Location identification entries
>> Begin

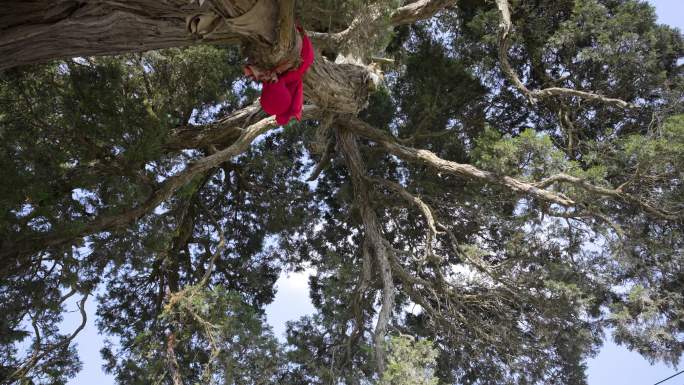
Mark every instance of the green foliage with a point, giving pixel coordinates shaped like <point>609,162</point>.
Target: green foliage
<point>517,291</point>
<point>410,362</point>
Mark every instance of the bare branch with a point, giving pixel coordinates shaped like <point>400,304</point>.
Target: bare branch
<point>349,147</point>
<point>39,354</point>
<point>373,18</point>
<point>35,243</point>
<point>535,190</point>
<point>532,95</point>
<point>428,157</point>
<point>431,232</point>
<point>607,192</point>
<point>419,10</point>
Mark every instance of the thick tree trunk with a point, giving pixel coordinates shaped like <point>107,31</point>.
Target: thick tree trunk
<point>40,30</point>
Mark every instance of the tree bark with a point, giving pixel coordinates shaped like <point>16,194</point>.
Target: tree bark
<point>39,30</point>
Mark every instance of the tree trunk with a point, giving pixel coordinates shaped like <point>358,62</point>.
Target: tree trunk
<point>39,30</point>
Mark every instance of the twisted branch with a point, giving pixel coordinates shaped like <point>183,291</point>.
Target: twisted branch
<point>533,95</point>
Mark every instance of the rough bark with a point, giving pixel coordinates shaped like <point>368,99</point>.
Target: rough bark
<point>13,253</point>
<point>39,30</point>
<point>347,142</point>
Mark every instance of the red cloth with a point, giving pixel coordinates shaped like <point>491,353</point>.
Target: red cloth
<point>285,98</point>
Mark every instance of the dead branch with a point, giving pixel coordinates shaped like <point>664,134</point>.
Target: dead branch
<point>535,190</point>
<point>39,353</point>
<point>506,26</point>
<point>355,165</point>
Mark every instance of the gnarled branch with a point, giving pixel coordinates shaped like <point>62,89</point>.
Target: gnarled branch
<point>506,26</point>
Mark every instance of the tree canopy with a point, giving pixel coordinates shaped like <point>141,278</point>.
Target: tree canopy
<point>483,191</point>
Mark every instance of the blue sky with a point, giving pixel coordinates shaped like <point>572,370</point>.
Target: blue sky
<point>613,365</point>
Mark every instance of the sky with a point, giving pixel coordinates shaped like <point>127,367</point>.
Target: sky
<point>613,365</point>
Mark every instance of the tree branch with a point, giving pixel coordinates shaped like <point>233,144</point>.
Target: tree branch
<point>431,232</point>
<point>38,355</point>
<point>535,190</point>
<point>29,245</point>
<point>349,147</point>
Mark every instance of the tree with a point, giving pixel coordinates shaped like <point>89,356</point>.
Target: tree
<point>504,180</point>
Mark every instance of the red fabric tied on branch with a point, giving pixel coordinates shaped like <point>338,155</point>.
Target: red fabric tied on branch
<point>285,97</point>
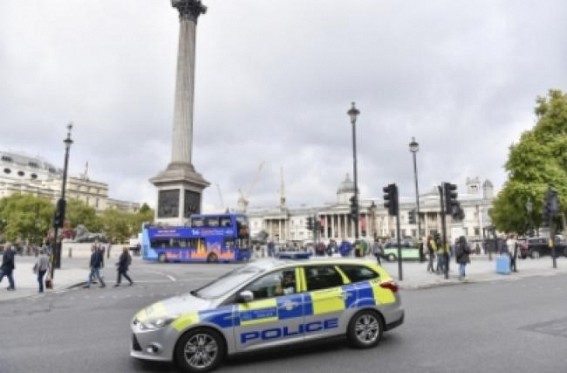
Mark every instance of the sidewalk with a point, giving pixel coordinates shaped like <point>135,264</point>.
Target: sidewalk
<point>481,269</point>
<point>74,272</point>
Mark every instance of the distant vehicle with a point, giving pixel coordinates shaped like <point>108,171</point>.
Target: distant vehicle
<point>269,304</point>
<point>539,246</point>
<point>410,251</point>
<point>209,238</point>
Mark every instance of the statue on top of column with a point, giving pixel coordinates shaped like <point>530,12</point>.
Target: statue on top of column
<point>192,8</point>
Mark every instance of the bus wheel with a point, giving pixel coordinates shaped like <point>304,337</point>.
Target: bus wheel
<point>162,258</point>
<point>212,258</point>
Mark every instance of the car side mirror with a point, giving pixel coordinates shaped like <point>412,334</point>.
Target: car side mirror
<point>245,296</point>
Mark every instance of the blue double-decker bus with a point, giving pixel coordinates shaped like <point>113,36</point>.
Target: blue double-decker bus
<point>208,238</point>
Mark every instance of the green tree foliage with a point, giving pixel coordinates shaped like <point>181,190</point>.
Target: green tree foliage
<point>78,212</point>
<point>25,217</point>
<point>537,160</point>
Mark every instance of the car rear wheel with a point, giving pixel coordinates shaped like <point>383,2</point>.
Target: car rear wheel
<point>212,258</point>
<point>199,350</point>
<point>365,329</point>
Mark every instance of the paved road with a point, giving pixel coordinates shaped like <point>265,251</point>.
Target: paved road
<point>74,272</point>
<point>499,325</point>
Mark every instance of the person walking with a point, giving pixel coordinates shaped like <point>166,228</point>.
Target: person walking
<point>8,266</point>
<point>95,265</point>
<point>512,246</point>
<point>41,266</point>
<point>123,264</point>
<point>462,252</point>
<point>431,247</point>
<point>378,251</point>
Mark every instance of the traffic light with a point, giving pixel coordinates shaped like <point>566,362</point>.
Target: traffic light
<point>59,217</point>
<point>309,224</point>
<point>353,208</point>
<point>450,196</point>
<point>551,204</point>
<point>458,213</point>
<point>411,217</point>
<point>391,198</point>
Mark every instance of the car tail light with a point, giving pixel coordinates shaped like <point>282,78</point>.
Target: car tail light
<point>390,285</point>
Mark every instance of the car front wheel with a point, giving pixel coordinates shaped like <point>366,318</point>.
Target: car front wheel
<point>199,351</point>
<point>365,329</point>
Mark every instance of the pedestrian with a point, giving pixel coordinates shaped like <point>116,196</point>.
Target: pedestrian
<point>8,266</point>
<point>95,265</point>
<point>41,266</point>
<point>430,249</point>
<point>123,264</point>
<point>440,252</point>
<point>378,250</point>
<point>512,246</point>
<point>462,252</point>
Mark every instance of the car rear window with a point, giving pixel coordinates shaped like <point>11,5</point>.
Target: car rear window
<point>357,273</point>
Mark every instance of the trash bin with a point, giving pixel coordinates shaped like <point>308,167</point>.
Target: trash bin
<point>503,264</point>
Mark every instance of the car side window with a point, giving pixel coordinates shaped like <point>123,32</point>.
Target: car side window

>> End

Short exercise
Can you rewrite all of the material above as a numbered list, skipping blank lines and leaving the pictures out?

Solution
1. Mark every instance of the green foliage with a point, giving pixel coordinates shaped like <point>609,162</point>.
2. Target: green foliage
3. <point>517,291</point>
4. <point>410,362</point>
5. Mark every instance of the bare branch with a point, giving pixel coordinates shaped like <point>400,304</point>.
6. Target: bare branch
7. <point>349,147</point>
8. <point>39,354</point>
9. <point>373,18</point>
10. <point>35,243</point>
11. <point>535,190</point>
12. <point>532,95</point>
13. <point>428,157</point>
14. <point>431,232</point>
15. <point>607,192</point>
16. <point>419,10</point>
17. Mark every instance of the thick tree trunk with a point, giving pixel coordinates shaped like <point>107,31</point>.
18. Target: thick tree trunk
19. <point>40,30</point>
20. Mark every instance of the tree bark with a point, giving pixel coordinates shaped like <point>16,194</point>.
21. Target: tree bark
22. <point>39,30</point>
23. Mark every instance of the tree trunk with a point, giving pixel coordinates shaped like <point>358,62</point>.
24. Target: tree trunk
25. <point>39,30</point>
26. Mark every instance of the twisted branch with a point, giving pixel coordinates shaped like <point>183,291</point>.
27. Target: twisted branch
28. <point>533,95</point>
29. Mark every instance of the rough bark with a point, giving pixel coordinates shaped like <point>368,99</point>.
30. Target: rough bark
31. <point>13,253</point>
32. <point>39,30</point>
33. <point>347,142</point>
34. Mark every instance of the red cloth with a point, giving pixel coordinates shaped like <point>491,353</point>.
35. Target: red cloth
36. <point>285,98</point>
37. Mark every instance of the dead branch with a point, giving pixel coordinates shaped like <point>664,134</point>.
38. Target: dead branch
39. <point>535,190</point>
40. <point>39,353</point>
41. <point>506,26</point>
42. <point>355,165</point>
43. Mark every instance of the gnarled branch with a point, giving pixel coordinates shaped like <point>62,89</point>.
44. Target: gnarled branch
45. <point>506,26</point>
46. Mark every instance of the tree canopy with a point, giving pixel coordinates shaped like <point>141,278</point>.
47. Target: tree canopy
48. <point>483,191</point>
49. Mark every instance of the blue sky with a point, giving pixel coordinates shaped like <point>572,370</point>.
50. Target: blue sky
51. <point>613,365</point>
52. Mark every instance of the sky with a point, giving pixel coordinates shaped like <point>127,367</point>.
53. Target: sky
54. <point>613,365</point>
55. Mark every instance of the tree branch with a point, giving pixel coordinates shaped like <point>233,144</point>.
56. Target: tree branch
57. <point>431,232</point>
58. <point>38,355</point>
59. <point>535,190</point>
60. <point>29,245</point>
61. <point>349,147</point>
62. Mark every instance of the tree with a point, giving pixel coordinates shaped like <point>89,356</point>.
63. Target: tree
64. <point>504,180</point>
65. Mark every instance of the red fabric tied on branch with a point, giving pixel coordinates shaped like <point>338,155</point>.
66. Target: red fabric tied on branch
67. <point>285,97</point>
68. Mark every instance of the sidewalk with a point, giving pixel coordinates shaped like <point>135,264</point>.
69. Target: sidewalk
70. <point>481,269</point>
71. <point>74,272</point>
72. Mark every instance of the distant vehicle with a point, giving pixel coordinates shaped like <point>108,171</point>.
73. Target: distant vehicle
74. <point>269,304</point>
75. <point>539,246</point>
76. <point>410,251</point>
77. <point>209,238</point>
78. Mark every instance of the statue on top of column with a point, giving pixel coordinates shaped like <point>530,12</point>.
79. Target: statue on top of column
80. <point>192,8</point>
81. Mark every instance of the bus wheel with a point, giving pixel coordinates shaped like <point>304,337</point>.
82. Target: bus wheel
83. <point>162,258</point>
84. <point>212,258</point>
85. Mark every instance of the car side mirror with a point, giving pixel coordinates shaped like <point>412,334</point>.
86. Target: car side mirror
87. <point>245,296</point>
88. Mark every instance of the blue double-decker bus with a point, giving pixel coordinates shaped like <point>113,36</point>.
89. Target: blue double-decker bus
90. <point>208,238</point>
91. Mark every instance of the green tree foliage with a point, giving pixel coordinates shaped like <point>181,190</point>.
92. Target: green tree foliage
93. <point>78,212</point>
94. <point>25,217</point>
95. <point>537,160</point>
96. Mark every instance of the car rear wheel with a point, giving pixel coordinates shaped like <point>383,2</point>.
97. Target: car rear wheel
98. <point>212,258</point>
99. <point>199,350</point>
100. <point>365,329</point>
101. Mark every instance of the paved road with a point, giving pixel coordinates shaped like <point>265,251</point>.
102. Target: paved road
103. <point>74,272</point>
104. <point>499,325</point>
105. Mark every instance of the person walking with a point, giving pixel coordinates shaped like <point>166,228</point>.
106. Target: person walking
107. <point>8,266</point>
108. <point>95,265</point>
109. <point>512,246</point>
110. <point>41,266</point>
111. <point>123,264</point>
112. <point>462,252</point>
113. <point>431,247</point>
114. <point>378,251</point>
115. Mark every instance of the traffic light with a point, giving pixel coordinates shaped like <point>566,362</point>.
116. Target: traffic light
117. <point>59,217</point>
118. <point>309,224</point>
119. <point>353,208</point>
120. <point>450,196</point>
121. <point>551,204</point>
122. <point>458,213</point>
123. <point>411,217</point>
124. <point>391,198</point>
125. Mark every instance of the car tail light with a point, giving pixel coordinates shaped like <point>282,78</point>.
126. Target: car tail light
127. <point>390,285</point>
128. Mark every instance of the car front wheel with a point, giving pixel coordinates shaped like <point>366,318</point>.
129. Target: car front wheel
130. <point>199,351</point>
131. <point>365,329</point>
132. Mark every instance of the pedestrian with a point, giving pixel coordinates shaped like <point>116,196</point>.
133. Target: pedestrian
134. <point>8,266</point>
135. <point>95,265</point>
136. <point>41,266</point>
137. <point>430,249</point>
138. <point>123,264</point>
139. <point>440,252</point>
140. <point>378,250</point>
141. <point>512,246</point>
142. <point>462,252</point>
143. Mark every instance of the car rear window with a point, giving pixel coordinates shaped like <point>11,5</point>.
144. Target: car rear window
145. <point>357,273</point>
146. Mark every instance of the trash bin with a point, giving pixel coordinates shaped like <point>308,167</point>.
147. Target: trash bin
148. <point>503,264</point>
149. Mark every instance of the car side window with a point, giving pixel coordinates shaped like <point>123,32</point>.
150. Target: car side window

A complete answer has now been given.